_Exercise objective:_ All lines from the one containing "Return one point per instance of the brush" through the final line of the entries are to be written out verbatim; no other line is to be included.

BEGIN

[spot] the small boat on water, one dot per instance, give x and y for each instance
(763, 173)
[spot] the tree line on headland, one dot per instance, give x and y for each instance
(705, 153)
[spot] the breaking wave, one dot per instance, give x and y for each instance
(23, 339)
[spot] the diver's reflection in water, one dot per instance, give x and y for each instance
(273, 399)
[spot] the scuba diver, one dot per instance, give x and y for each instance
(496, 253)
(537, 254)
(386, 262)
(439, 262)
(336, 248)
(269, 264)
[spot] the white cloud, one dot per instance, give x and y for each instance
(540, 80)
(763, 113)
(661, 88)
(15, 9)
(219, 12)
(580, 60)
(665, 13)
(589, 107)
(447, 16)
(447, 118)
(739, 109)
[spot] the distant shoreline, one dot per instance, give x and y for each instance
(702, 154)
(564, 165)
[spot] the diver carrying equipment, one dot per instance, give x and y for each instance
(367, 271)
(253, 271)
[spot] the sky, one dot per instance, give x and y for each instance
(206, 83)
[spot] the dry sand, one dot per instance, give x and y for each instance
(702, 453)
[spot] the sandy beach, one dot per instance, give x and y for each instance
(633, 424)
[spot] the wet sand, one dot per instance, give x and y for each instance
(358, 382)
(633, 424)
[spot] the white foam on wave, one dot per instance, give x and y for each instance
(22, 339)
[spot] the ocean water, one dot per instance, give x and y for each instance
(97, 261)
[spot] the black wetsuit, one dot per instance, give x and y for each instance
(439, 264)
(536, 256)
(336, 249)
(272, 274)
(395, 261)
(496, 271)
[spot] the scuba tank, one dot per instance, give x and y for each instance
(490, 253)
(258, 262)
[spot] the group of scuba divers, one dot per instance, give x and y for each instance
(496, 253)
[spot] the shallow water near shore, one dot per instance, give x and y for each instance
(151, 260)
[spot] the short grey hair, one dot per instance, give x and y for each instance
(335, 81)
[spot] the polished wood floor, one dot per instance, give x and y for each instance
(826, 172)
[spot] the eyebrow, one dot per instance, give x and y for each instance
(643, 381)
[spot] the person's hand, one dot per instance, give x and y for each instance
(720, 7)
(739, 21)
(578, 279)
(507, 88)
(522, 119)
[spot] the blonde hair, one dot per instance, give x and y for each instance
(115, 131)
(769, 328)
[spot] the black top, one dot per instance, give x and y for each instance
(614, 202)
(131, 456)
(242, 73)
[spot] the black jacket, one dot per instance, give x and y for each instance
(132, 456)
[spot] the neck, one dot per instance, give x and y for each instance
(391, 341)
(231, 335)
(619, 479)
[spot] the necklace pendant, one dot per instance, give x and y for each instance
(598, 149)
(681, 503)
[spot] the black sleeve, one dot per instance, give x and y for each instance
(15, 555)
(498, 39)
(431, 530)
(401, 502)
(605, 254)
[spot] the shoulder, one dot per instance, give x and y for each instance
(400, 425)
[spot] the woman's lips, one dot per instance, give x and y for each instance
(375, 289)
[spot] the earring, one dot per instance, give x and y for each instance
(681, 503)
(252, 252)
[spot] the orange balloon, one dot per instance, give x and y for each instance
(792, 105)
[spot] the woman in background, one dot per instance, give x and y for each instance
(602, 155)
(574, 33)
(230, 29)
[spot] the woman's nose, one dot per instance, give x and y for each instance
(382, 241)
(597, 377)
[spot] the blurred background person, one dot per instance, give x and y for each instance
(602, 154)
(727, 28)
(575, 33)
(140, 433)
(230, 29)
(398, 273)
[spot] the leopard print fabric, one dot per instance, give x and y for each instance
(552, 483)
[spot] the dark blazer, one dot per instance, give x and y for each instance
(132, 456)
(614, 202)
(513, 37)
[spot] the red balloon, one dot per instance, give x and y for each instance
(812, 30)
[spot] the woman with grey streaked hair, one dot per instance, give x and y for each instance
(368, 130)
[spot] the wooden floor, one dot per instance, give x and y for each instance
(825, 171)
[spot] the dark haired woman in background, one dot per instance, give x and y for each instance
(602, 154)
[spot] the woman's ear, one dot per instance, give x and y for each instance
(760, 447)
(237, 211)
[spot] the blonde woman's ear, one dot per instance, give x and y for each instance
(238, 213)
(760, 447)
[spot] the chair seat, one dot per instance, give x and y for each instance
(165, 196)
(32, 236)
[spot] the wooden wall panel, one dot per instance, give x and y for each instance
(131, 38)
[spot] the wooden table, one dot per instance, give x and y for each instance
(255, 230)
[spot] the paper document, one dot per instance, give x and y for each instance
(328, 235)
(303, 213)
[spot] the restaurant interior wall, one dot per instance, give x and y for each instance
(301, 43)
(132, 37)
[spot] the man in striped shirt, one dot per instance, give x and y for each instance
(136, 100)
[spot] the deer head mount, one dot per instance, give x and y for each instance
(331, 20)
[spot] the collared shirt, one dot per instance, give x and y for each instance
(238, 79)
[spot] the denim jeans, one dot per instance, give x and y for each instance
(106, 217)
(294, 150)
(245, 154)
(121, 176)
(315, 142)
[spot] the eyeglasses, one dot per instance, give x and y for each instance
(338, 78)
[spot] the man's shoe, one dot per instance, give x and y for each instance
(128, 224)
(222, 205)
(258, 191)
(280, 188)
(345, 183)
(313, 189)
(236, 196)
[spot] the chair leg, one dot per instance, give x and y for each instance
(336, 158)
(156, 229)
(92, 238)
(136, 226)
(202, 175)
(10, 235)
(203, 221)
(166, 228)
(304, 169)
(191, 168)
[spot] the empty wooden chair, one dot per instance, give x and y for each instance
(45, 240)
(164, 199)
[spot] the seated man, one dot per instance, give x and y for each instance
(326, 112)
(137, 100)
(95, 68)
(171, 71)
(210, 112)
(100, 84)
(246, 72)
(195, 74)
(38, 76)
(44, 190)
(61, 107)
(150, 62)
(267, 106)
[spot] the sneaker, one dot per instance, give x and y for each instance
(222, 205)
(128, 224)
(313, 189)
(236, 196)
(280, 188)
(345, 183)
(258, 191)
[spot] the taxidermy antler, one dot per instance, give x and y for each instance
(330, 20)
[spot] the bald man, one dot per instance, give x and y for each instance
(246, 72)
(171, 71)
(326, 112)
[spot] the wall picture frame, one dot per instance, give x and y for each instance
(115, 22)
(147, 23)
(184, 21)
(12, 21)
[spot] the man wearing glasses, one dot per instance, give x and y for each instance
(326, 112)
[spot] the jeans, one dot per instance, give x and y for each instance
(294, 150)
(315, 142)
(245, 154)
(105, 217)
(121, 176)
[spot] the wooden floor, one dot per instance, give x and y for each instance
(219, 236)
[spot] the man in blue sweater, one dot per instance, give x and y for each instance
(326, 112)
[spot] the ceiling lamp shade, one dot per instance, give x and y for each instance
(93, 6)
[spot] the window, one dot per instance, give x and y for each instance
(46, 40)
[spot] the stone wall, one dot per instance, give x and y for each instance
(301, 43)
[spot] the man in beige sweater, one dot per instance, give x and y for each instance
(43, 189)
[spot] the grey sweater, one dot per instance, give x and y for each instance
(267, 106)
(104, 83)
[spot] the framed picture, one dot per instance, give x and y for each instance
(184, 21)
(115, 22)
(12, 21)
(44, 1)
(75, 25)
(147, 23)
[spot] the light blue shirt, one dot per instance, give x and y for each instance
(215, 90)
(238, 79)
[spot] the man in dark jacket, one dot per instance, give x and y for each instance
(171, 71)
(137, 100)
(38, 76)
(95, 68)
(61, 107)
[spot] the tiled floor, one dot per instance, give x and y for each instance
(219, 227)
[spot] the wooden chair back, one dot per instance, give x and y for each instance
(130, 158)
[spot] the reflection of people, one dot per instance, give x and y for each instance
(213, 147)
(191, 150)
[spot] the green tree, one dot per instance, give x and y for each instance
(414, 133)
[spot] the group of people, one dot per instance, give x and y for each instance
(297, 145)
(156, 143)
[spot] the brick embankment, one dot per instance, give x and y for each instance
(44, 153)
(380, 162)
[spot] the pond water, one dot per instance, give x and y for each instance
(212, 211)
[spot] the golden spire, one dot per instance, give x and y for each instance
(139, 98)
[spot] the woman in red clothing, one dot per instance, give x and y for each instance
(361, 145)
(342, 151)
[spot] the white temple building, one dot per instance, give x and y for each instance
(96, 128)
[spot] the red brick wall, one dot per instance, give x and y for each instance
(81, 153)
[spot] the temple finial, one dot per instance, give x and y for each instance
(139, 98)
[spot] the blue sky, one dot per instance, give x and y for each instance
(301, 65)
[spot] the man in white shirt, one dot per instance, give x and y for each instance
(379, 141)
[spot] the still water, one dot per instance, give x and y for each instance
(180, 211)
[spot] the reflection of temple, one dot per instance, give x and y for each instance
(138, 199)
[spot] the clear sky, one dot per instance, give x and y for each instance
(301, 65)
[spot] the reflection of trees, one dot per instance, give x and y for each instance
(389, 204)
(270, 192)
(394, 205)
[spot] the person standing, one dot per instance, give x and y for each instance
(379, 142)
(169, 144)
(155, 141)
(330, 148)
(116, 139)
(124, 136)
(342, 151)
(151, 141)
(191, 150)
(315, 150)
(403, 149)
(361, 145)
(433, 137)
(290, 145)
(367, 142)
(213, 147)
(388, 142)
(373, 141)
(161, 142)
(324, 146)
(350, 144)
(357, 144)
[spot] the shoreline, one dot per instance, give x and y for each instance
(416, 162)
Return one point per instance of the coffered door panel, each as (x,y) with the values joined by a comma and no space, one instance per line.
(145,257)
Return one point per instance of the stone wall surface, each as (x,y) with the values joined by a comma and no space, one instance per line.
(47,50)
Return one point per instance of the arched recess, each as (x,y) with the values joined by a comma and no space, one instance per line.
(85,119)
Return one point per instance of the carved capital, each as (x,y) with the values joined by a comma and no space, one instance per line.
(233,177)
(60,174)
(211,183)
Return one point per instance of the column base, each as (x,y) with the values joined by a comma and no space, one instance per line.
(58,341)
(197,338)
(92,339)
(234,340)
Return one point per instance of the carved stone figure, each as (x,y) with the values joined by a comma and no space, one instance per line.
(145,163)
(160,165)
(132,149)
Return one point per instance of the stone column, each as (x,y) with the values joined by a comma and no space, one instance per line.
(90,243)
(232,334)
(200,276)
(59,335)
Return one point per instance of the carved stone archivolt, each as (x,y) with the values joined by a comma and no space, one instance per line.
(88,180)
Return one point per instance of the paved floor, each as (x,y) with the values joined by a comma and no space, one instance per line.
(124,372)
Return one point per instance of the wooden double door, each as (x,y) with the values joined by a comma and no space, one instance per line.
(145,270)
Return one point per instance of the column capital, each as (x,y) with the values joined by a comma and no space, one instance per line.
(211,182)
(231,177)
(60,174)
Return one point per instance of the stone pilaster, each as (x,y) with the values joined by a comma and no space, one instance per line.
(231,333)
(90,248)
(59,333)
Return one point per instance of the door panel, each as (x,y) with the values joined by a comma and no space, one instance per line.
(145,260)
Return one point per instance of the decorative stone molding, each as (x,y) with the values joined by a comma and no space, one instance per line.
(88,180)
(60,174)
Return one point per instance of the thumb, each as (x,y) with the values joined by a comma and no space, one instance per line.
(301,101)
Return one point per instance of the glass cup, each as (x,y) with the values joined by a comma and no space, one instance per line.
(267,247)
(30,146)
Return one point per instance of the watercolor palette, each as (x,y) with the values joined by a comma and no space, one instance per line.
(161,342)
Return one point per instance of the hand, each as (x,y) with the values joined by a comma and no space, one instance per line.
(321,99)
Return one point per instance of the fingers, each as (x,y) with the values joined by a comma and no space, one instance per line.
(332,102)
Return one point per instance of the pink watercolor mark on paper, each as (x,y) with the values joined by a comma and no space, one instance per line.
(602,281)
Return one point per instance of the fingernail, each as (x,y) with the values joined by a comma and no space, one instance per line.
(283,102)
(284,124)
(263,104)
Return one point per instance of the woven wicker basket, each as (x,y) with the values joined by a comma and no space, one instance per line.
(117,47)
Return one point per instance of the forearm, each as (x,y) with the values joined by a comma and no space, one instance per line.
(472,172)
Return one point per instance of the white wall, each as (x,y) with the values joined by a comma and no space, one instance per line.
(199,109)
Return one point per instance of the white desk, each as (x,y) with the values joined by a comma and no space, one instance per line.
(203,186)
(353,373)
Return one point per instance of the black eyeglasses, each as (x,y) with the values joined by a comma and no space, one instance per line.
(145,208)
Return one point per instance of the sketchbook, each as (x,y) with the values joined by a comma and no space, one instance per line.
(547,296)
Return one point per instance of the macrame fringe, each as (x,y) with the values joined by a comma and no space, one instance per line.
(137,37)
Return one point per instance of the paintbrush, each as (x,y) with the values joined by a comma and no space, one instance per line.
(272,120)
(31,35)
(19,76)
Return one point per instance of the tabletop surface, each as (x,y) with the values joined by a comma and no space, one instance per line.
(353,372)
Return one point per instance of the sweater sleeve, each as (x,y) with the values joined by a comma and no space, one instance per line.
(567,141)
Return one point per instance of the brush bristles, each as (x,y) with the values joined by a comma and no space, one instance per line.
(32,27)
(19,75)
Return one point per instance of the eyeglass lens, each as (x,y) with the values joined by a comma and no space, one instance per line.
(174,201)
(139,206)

END

_Answer to this problem:_
Return one point per instance of the brush bristles, each as (x,y) with the values joined by a comma and no space, one instance per line.
(32,27)
(19,75)
Return one point per instance of the eyeglass lens, each as (x,y) with the values joined by a comma and no space, one instance per line.
(174,201)
(139,206)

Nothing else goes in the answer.